(Picture region annotation data)
....

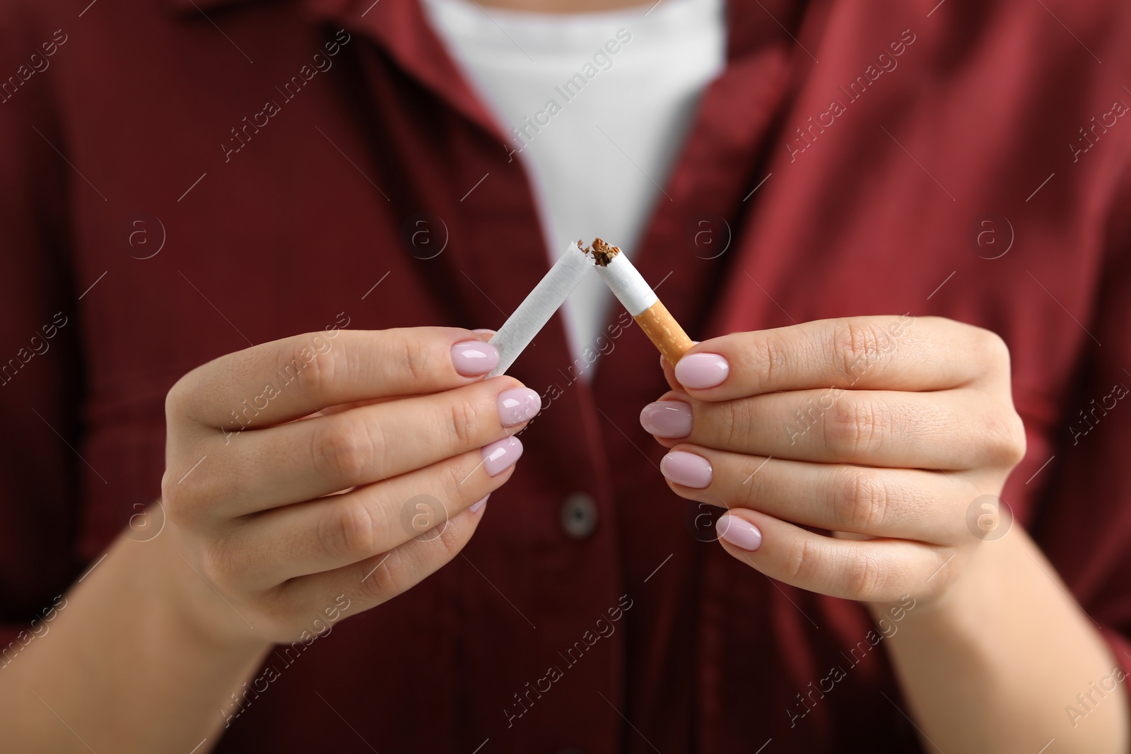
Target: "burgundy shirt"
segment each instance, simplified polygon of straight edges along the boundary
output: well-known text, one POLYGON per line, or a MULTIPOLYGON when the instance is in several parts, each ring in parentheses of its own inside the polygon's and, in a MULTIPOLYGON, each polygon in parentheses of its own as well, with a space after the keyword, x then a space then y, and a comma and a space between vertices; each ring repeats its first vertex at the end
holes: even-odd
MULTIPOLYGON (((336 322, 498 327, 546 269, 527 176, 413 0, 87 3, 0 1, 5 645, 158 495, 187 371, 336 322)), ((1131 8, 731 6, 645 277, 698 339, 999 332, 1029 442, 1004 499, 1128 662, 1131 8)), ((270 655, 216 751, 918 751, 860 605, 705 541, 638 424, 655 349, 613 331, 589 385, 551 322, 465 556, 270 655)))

....

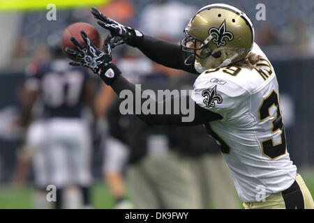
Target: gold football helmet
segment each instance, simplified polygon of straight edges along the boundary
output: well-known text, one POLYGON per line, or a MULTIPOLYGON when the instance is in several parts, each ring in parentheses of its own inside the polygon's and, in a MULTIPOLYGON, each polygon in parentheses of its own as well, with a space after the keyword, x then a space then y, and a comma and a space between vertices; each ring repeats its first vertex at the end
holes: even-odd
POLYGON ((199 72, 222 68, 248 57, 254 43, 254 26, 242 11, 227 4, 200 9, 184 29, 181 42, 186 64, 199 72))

....

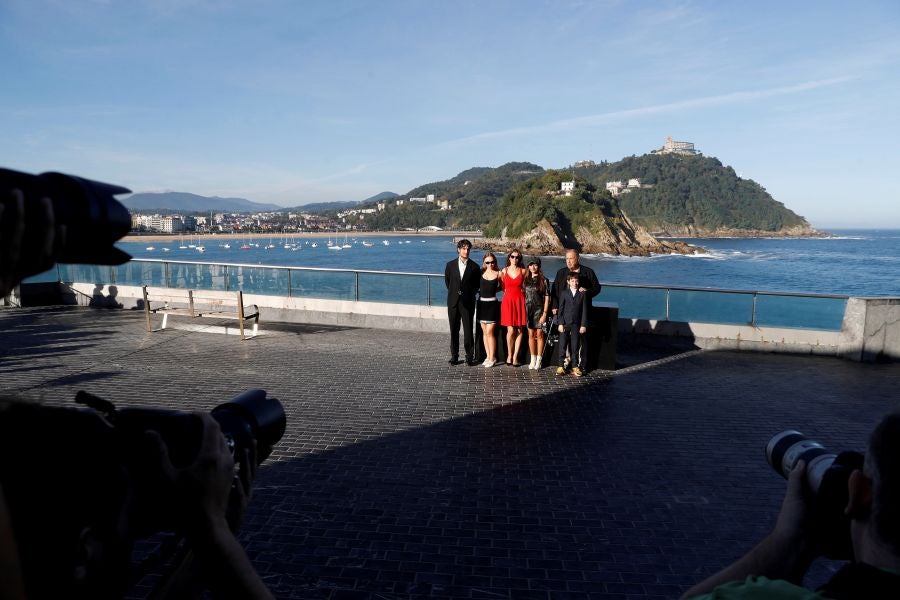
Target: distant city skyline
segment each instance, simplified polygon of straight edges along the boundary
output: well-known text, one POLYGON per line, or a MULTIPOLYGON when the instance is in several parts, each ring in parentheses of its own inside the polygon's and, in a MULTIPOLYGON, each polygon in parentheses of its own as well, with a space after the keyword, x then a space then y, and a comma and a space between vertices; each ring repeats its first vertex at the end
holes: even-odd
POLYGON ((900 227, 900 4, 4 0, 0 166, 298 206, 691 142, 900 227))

....

● TASK BRIEF
Copy the records verbatim from the line with "Target: gold football helmet" to the line with "POLYGON ((199 72, 222", keeping both of those lines.

● PROBLEM SOLUTION
Target: gold football helmet
segment each instance, simplified polygon of straight edges along the boundary
output: well-known text, one POLYGON per line, or a MULTIPOLYGON when the instance is in several parts, each ring in parentheses of its own inside the polygon's and, in a MULTIPOLYGON, each polygon in parentheses of its own as well, with a space after the keyword, x then a space then y, and a comma and a space between vertices; each ring repeats its first vertex at the end
holes: even-odd
POLYGON ((199 72, 222 68, 248 57, 254 43, 254 26, 242 11, 227 4, 200 9, 184 29, 181 42, 186 64, 199 72))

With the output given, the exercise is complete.